**Instructions to follow**
Return each line in the records below that contains the string "garage". Uppercase and lowercase letters count as different.

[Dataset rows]

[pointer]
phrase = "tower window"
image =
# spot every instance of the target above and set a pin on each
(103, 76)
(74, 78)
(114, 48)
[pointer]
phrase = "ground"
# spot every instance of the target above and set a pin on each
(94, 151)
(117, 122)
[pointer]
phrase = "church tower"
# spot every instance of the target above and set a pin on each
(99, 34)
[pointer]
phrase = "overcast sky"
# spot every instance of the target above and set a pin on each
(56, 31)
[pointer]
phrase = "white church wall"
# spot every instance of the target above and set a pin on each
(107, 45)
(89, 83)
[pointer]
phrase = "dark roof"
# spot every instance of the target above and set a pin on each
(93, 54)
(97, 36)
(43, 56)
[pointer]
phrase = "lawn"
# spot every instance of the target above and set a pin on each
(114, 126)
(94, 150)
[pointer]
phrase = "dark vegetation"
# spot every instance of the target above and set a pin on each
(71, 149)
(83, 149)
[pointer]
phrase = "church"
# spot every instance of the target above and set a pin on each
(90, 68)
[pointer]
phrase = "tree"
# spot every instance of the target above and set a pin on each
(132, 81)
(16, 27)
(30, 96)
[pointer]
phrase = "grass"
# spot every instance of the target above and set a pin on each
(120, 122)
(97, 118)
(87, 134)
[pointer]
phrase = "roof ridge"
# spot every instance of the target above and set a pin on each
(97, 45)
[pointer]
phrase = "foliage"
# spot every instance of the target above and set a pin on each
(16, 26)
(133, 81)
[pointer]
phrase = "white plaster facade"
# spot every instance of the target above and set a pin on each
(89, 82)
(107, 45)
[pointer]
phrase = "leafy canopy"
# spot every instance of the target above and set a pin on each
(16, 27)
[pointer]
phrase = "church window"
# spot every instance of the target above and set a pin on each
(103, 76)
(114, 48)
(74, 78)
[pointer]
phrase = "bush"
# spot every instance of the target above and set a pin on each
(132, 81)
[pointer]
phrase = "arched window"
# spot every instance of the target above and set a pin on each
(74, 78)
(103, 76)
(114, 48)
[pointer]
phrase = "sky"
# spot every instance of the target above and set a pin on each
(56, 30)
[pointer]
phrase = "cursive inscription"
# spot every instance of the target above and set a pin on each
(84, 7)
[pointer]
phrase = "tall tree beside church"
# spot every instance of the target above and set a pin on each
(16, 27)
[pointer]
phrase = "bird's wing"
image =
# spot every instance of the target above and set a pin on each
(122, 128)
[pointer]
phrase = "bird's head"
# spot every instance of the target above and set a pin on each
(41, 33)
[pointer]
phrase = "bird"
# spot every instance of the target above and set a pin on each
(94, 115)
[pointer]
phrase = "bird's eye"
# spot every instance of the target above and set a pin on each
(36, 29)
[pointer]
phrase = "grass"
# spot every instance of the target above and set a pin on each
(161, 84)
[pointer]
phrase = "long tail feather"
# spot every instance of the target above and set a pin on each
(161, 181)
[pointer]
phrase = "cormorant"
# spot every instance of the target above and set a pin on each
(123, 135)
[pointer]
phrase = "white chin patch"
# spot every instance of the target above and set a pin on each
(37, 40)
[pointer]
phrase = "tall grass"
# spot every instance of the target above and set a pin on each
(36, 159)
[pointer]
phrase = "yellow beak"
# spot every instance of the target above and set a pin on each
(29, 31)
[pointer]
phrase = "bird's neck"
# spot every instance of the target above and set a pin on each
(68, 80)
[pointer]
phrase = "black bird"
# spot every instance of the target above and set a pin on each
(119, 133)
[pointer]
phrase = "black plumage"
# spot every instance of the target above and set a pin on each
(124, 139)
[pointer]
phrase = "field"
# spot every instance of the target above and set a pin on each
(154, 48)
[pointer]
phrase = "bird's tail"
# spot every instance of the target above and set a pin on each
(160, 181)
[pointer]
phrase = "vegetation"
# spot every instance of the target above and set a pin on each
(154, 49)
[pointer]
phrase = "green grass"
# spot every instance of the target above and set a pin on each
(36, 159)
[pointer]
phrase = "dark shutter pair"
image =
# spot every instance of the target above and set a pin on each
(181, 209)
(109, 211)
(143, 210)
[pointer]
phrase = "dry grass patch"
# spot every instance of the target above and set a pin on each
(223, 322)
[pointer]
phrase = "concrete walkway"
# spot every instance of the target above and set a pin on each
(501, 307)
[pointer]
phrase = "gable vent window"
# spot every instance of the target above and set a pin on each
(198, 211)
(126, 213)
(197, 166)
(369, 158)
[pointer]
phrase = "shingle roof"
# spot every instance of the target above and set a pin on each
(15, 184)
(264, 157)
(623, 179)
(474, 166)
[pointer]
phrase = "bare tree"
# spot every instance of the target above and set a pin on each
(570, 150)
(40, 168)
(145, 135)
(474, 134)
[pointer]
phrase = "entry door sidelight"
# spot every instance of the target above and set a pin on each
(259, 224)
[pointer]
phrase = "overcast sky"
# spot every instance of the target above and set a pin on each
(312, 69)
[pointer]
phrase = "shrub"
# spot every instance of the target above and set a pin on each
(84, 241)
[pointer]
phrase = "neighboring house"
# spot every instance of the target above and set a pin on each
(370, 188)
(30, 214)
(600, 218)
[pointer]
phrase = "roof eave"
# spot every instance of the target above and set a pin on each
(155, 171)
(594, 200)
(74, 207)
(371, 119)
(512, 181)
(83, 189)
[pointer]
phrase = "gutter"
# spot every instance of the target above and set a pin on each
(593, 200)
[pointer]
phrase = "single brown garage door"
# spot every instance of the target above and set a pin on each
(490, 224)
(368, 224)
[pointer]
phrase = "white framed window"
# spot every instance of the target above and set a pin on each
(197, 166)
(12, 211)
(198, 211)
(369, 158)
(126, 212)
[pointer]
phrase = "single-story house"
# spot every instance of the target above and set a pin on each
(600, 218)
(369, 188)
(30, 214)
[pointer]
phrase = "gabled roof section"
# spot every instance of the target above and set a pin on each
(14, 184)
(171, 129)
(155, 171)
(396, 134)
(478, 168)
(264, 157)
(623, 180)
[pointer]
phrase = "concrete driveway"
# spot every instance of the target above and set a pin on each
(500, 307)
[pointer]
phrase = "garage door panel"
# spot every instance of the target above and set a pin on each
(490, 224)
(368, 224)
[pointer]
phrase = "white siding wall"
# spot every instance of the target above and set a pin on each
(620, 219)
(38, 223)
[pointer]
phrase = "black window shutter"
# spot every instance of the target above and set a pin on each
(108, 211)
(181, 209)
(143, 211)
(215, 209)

**Exercise response**
phrase = "single brown garage door"
phrase = "garage door panel"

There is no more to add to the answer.